== Task ==
The entries below must be retyped in full. Keep every word the same.

== Material for the task ==
- Opening Delimiter -

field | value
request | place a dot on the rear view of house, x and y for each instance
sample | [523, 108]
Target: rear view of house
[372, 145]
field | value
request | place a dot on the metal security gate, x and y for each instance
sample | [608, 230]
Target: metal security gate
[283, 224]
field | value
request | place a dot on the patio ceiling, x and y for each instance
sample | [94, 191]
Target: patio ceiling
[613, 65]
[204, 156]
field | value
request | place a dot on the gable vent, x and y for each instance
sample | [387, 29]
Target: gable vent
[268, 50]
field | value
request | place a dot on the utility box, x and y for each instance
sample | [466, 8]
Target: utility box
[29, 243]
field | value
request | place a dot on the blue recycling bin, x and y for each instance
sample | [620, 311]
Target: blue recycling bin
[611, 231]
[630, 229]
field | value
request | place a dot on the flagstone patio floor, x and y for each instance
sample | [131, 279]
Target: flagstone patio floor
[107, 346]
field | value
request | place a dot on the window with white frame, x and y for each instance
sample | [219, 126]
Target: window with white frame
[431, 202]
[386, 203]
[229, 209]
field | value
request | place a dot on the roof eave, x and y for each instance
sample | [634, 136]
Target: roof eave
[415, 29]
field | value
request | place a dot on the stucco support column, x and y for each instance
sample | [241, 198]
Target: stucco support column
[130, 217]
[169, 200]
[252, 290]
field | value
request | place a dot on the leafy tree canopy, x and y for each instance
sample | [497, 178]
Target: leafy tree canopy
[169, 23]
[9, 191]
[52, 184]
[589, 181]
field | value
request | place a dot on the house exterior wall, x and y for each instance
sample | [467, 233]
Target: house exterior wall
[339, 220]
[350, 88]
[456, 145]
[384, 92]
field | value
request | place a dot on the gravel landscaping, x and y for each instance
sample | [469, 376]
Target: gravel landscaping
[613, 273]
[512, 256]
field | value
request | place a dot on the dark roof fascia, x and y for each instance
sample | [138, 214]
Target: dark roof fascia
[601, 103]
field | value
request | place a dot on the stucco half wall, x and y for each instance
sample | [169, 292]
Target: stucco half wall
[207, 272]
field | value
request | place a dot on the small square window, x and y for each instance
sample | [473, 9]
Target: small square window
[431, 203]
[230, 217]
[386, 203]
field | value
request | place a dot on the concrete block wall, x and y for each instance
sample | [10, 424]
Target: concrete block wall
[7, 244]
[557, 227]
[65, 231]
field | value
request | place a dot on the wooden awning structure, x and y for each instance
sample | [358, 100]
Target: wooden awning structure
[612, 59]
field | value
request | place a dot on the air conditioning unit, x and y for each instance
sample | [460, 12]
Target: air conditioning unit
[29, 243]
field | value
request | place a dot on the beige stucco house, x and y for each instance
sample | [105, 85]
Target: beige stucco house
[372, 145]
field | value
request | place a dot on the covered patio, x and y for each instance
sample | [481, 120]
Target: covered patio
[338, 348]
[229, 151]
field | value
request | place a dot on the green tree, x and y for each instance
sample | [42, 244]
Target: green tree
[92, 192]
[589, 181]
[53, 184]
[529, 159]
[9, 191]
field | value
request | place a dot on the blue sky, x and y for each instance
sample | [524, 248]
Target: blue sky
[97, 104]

- Closing Delimiter -

== Solution to the problem ==
field | value
request | place a dot on the rear view of house, x and y for each instance
sample | [523, 108]
Target: rear view of house
[372, 145]
field | value
request | place a dot on the metal security gate, x and y for each instance
sample | [608, 230]
Target: metal security gate
[283, 224]
field | value
request | place a dot on the patio ceiling, x and y for each instance
sample | [94, 191]
Target: patio ceiling
[613, 65]
[204, 156]
field | value
request | place a dot on the gable vent, x and y for each instance
sample | [387, 29]
Target: gable vent
[268, 50]
field | value
request | place a dot on the utility box, x and y for each instance
sample | [466, 8]
Target: utility box
[29, 243]
field | value
request | place a dot on the blue recycling bin, x and y for each instance
sample | [620, 311]
Target: blue recycling bin
[611, 231]
[630, 229]
field | value
request | place a dot on the flagstone patio floor, x and y for each instance
sample | [131, 279]
Target: flagstone patio floor
[107, 346]
field | value
request | place a dot on the window with white frame, x and y for each instance
sample | [219, 126]
Target: window with white frame
[431, 202]
[386, 203]
[229, 209]
field | value
request | place a dot on the roof eave, x and y for each instance
sample | [634, 136]
Target: roof eave
[415, 29]
field | value
request | place a dot on the stucco support column, x and y for each instance
sample | [241, 198]
Target: stucco support column
[130, 217]
[169, 200]
[252, 290]
field | value
request | place a dot on the leafy tree canopy, x and y for each instance
sample | [497, 178]
Target: leafy tree canopy
[169, 23]
[9, 191]
[52, 184]
[589, 181]
field | value
request | place a dot on the house exterior wall, x and y for each instance
sample | [467, 233]
Target: house exterior wall
[339, 220]
[350, 88]
[456, 145]
[384, 92]
field | value
request | place a dot on the gravel landscaping, x and y for each instance
sample | [469, 376]
Target: gravel landscaping
[613, 273]
[512, 256]
field | value
request | place a dot on the dark roof fascia, x and y for each instance
sample | [138, 214]
Target: dark roof fascia
[601, 103]
field | value
request | place a dot on the stucco half wall, x and y for each instance
sample | [169, 292]
Target: stucco half wall
[207, 272]
field | value
request | place a dot on the small square window, x and y for each instance
sample | [473, 9]
Target: small square window
[431, 203]
[230, 217]
[386, 203]
field | value
request | place a dot on the concrete block wall, x and y for each instance
sample | [10, 424]
Target: concrete block wall
[7, 244]
[557, 227]
[65, 231]
field | value
request | place a dot on the wooden awning structure, x and y for each instance
sample | [358, 100]
Target: wooden awning structure
[612, 59]
field | value
request | place a dot on the air conditioning unit, x and y for each instance
sample | [460, 12]
Target: air conditioning unit
[29, 243]
field | value
request | place a dot on the beige stucco house, x and y for each instance
sample | [105, 85]
Target: beige stucco house
[372, 145]
field | value
request | place a dot on the covered patio, x and y for each instance
sample | [481, 120]
Target: covered patio
[338, 348]
[229, 151]
field | value
request | place a dot on the green tree, x and y for each instance
sample | [42, 244]
Target: green tree
[92, 192]
[589, 181]
[53, 184]
[529, 159]
[9, 191]
field | value
request | place a dot on the blue sky, x and y for each instance
sample | [524, 248]
Target: blue sky
[97, 104]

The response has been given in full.